* **What to do**
With pictures left out, output exactly the lines from the line holding "Identify the chrome side" through the end of the data, both included.

* **Extracted information**
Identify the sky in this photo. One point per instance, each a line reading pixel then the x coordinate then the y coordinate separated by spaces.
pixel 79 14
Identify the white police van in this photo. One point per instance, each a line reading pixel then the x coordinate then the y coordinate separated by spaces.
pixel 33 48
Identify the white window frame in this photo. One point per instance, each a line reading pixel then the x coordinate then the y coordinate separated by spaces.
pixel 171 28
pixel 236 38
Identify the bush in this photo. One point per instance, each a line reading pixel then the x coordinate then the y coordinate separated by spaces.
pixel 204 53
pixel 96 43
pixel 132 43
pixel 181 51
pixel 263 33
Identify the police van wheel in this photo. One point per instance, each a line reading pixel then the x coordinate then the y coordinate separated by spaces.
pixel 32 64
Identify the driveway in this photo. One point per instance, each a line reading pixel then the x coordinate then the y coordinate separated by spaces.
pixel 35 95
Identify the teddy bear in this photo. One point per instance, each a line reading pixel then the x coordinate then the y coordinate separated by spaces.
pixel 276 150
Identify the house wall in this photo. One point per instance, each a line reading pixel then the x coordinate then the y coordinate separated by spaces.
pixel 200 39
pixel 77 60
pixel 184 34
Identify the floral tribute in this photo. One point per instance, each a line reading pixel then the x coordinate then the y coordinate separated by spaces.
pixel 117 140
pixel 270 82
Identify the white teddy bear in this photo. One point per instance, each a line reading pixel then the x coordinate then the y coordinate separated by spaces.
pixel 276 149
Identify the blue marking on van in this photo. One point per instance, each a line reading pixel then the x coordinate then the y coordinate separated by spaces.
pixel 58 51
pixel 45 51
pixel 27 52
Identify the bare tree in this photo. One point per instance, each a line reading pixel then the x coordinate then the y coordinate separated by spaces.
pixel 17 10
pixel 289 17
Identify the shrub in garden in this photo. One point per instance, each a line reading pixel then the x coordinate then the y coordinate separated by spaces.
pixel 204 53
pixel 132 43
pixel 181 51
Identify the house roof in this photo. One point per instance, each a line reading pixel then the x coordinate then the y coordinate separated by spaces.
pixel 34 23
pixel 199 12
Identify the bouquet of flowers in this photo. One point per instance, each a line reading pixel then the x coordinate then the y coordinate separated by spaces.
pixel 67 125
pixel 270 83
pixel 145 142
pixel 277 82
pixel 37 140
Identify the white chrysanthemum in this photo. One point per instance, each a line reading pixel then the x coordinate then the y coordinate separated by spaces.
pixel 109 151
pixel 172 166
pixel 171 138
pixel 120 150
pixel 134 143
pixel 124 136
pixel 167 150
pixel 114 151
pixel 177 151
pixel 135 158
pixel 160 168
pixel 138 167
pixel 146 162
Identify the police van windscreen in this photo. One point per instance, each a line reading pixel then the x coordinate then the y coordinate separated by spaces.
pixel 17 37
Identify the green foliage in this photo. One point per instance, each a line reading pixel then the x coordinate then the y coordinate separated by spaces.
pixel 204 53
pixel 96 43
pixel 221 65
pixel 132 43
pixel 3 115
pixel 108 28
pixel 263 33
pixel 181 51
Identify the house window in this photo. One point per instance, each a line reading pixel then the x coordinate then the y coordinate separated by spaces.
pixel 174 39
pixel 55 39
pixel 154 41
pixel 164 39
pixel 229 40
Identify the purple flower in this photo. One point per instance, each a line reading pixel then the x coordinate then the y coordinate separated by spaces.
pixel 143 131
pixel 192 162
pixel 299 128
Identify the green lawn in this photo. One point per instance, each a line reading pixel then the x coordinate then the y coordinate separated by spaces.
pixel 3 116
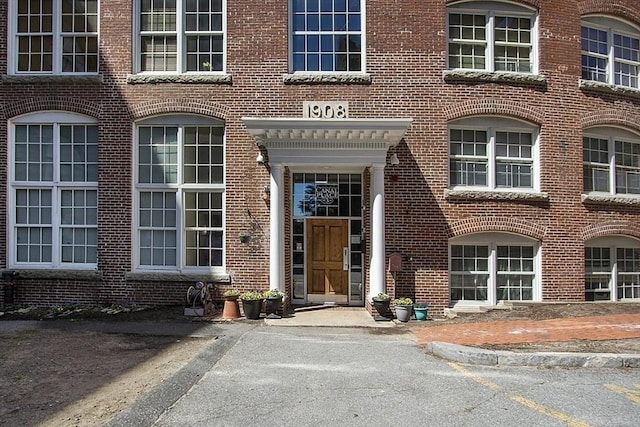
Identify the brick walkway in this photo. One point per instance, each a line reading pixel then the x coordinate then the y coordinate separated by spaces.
pixel 524 331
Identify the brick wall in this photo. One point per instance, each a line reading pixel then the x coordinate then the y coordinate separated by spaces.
pixel 406 46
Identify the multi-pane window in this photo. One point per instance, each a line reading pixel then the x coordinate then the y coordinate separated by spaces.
pixel 490 272
pixel 54 194
pixel 610 52
pixel 327 35
pixel 180 194
pixel 612 273
pixel 491 158
pixel 491 41
pixel 181 36
pixel 611 163
pixel 55 36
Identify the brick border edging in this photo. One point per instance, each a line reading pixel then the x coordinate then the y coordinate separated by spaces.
pixel 478 356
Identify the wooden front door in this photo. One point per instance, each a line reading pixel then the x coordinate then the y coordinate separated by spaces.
pixel 328 271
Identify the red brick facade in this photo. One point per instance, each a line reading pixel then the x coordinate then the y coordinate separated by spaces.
pixel 406 55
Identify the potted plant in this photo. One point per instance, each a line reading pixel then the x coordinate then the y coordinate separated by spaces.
pixel 273 302
pixel 231 308
pixel 404 307
pixel 381 303
pixel 252 304
pixel 421 309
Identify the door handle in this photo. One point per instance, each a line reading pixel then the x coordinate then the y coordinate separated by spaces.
pixel 345 259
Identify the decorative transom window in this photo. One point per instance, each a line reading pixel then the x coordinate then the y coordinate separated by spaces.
pixel 610 51
pixel 491 36
pixel 327 35
pixel 180 188
pixel 181 36
pixel 488 268
pixel 612 269
pixel 492 153
pixel 53 200
pixel 54 36
pixel 611 161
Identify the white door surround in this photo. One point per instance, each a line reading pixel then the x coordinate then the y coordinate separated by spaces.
pixel 337 143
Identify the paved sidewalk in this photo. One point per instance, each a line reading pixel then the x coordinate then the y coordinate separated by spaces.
pixel 528 331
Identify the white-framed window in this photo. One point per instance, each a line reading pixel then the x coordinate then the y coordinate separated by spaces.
pixel 492 36
pixel 490 268
pixel 493 153
pixel 53 198
pixel 180 193
pixel 610 51
pixel 176 37
pixel 611 161
pixel 612 269
pixel 327 35
pixel 54 37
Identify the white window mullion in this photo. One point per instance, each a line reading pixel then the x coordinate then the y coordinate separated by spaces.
pixel 613 282
pixel 490 38
pixel 492 286
pixel 491 164
pixel 612 166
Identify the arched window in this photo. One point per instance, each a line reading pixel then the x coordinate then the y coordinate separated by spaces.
pixel 489 268
pixel 612 268
pixel 53 202
pixel 492 36
pixel 180 189
pixel 611 161
pixel 493 153
pixel 610 51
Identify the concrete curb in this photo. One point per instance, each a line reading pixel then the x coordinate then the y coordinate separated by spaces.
pixel 479 356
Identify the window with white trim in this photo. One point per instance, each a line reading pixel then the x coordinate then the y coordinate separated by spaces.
pixel 54 36
pixel 53 201
pixel 492 153
pixel 611 161
pixel 488 268
pixel 327 35
pixel 491 36
pixel 612 269
pixel 180 36
pixel 180 190
pixel 610 51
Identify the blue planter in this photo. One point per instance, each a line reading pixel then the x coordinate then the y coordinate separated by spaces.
pixel 421 313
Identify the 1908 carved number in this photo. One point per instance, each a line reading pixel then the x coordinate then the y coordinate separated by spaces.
pixel 326 110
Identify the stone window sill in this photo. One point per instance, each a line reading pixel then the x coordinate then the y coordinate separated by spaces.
pixel 51 79
pixel 326 78
pixel 486 195
pixel 593 86
pixel 609 199
pixel 133 79
pixel 471 76
pixel 22 273
pixel 156 276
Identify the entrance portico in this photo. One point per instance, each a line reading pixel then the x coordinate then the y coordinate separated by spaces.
pixel 341 146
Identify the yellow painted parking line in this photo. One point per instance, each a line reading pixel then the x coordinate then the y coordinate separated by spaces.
pixel 549 412
pixel 572 422
pixel 632 395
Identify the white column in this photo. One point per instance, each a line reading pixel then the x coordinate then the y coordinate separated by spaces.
pixel 377 269
pixel 276 234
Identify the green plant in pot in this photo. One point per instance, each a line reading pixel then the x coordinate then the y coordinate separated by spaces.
pixel 273 302
pixel 421 309
pixel 252 304
pixel 404 307
pixel 381 303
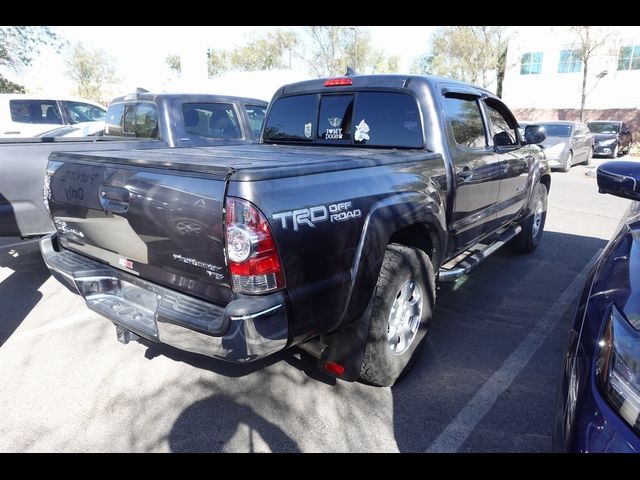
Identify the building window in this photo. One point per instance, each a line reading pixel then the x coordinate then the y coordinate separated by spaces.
pixel 569 61
pixel 629 58
pixel 531 63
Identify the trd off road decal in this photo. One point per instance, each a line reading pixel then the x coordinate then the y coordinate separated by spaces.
pixel 336 212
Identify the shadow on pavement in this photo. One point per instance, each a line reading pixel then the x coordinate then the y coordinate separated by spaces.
pixel 24 272
pixel 210 424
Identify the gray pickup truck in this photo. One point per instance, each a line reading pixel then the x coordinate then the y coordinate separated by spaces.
pixel 140 120
pixel 329 235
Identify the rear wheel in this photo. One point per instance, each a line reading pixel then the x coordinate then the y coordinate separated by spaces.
pixel 402 310
pixel 532 226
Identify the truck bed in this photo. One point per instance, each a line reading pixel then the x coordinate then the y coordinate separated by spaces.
pixel 252 162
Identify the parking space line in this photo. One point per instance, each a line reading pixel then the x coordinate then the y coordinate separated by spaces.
pixel 459 429
pixel 50 327
pixel 19 244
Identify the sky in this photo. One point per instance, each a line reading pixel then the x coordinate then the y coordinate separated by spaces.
pixel 140 52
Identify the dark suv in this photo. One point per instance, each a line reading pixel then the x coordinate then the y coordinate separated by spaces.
pixel 610 137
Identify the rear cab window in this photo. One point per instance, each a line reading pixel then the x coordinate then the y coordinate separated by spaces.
pixel 211 120
pixel 138 120
pixel 255 114
pixel 370 118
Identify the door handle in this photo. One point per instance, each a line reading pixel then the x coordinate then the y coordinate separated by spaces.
pixel 466 175
pixel 114 199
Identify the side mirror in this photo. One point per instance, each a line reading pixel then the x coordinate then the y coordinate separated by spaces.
pixel 620 178
pixel 534 134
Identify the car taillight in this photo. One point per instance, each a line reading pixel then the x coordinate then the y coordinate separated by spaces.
pixel 251 250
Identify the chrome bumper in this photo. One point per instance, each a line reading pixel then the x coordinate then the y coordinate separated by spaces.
pixel 245 330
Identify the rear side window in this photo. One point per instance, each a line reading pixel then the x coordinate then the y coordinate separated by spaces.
pixel 35 111
pixel 465 120
pixel 255 114
pixel 138 120
pixel 211 120
pixel 381 119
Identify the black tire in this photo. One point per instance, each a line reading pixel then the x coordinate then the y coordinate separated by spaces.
pixel 616 151
pixel 380 365
pixel 529 238
pixel 568 162
pixel 589 159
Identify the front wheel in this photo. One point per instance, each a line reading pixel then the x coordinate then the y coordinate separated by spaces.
pixel 532 226
pixel 402 310
pixel 616 151
pixel 568 162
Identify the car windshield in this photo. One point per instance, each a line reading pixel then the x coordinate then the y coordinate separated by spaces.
pixel 557 129
pixel 604 127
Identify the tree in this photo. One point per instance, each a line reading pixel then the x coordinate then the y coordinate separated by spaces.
pixel 91 70
pixel 590 41
pixel 334 48
pixel 19 45
pixel 475 54
pixel 218 62
pixel 173 61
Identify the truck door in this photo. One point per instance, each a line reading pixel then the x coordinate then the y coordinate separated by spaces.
pixel 514 160
pixel 476 169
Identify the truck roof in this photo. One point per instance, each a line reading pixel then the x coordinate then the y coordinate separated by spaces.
pixel 196 97
pixel 411 82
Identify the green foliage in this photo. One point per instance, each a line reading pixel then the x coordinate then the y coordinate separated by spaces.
pixel 474 54
pixel 218 62
pixel 334 48
pixel 91 70
pixel 19 45
pixel 173 61
pixel 262 53
pixel 7 86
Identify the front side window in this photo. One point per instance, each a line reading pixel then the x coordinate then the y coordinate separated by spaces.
pixel 604 127
pixel 84 112
pixel 531 63
pixel 255 114
pixel 211 120
pixel 465 121
pixel 35 111
pixel 562 130
pixel 501 131
pixel 629 58
pixel 570 61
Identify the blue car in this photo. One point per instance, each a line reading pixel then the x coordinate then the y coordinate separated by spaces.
pixel 598 407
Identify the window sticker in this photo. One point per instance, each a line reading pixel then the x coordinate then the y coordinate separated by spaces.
pixel 334 133
pixel 362 131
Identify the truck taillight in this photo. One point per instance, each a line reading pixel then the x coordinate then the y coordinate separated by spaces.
pixel 251 250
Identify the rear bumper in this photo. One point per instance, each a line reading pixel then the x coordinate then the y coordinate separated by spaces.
pixel 245 330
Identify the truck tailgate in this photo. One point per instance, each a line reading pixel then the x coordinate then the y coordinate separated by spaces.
pixel 165 226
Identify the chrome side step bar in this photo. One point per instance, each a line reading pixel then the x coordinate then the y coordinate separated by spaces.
pixel 453 270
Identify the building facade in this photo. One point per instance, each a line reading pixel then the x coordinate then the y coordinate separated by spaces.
pixel 544 75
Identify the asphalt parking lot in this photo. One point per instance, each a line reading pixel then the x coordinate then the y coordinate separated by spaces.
pixel 485 380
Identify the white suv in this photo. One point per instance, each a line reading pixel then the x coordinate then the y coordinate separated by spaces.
pixel 23 115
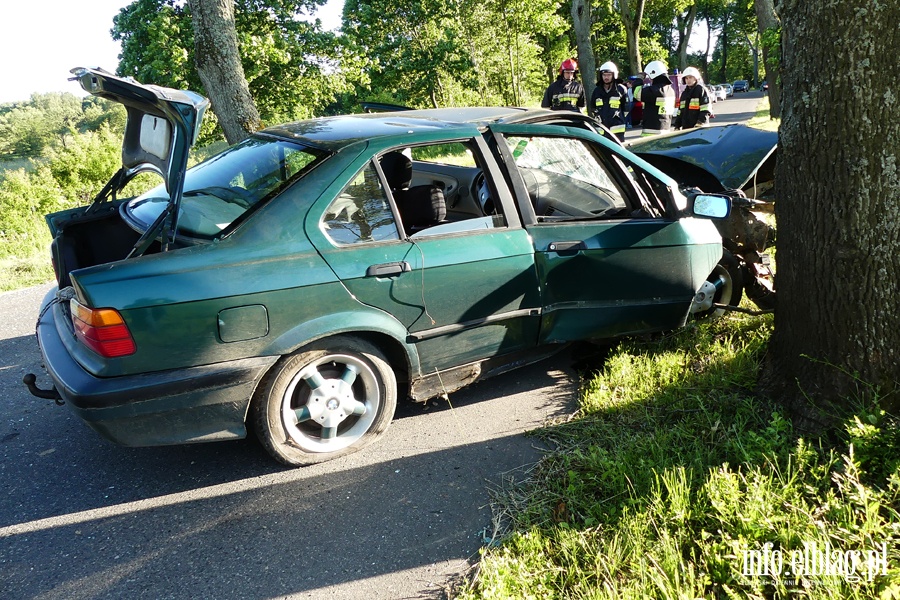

* **Answer section**
Identify the chrome side step bar in this photo. One point per instance, each a line reading pixel then the x coordinate then the y coordinate separated by spaces.
pixel 453 270
Identify the building facade in this photo. One point per instance, each a line reading pixel then the x coordinate then the y coordinate separated by spaces.
pixel 544 75
Identify the asphalt parking lot in this photo. One point per instance, each a line reading pixel then the x coordinate then the y coordinate separated by spaces.
pixel 485 380
Identify the white suv in this photo. One point per instance, each a line reading pixel then the x coordinate then the y coordinate separated by spaces.
pixel 23 115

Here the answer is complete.